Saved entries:
□ □ □ □ □ □ □

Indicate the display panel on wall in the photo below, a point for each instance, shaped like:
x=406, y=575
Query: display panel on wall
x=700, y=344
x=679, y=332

□ □ □ □ □ □ □

§ Assignment: Each record above must be output without any alteration.

§ Exercise output:
Indicate the display panel on wall in the photo below, a point for each instance, shaped like:
x=406, y=575
Query: display panel on wall
x=700, y=344
x=679, y=332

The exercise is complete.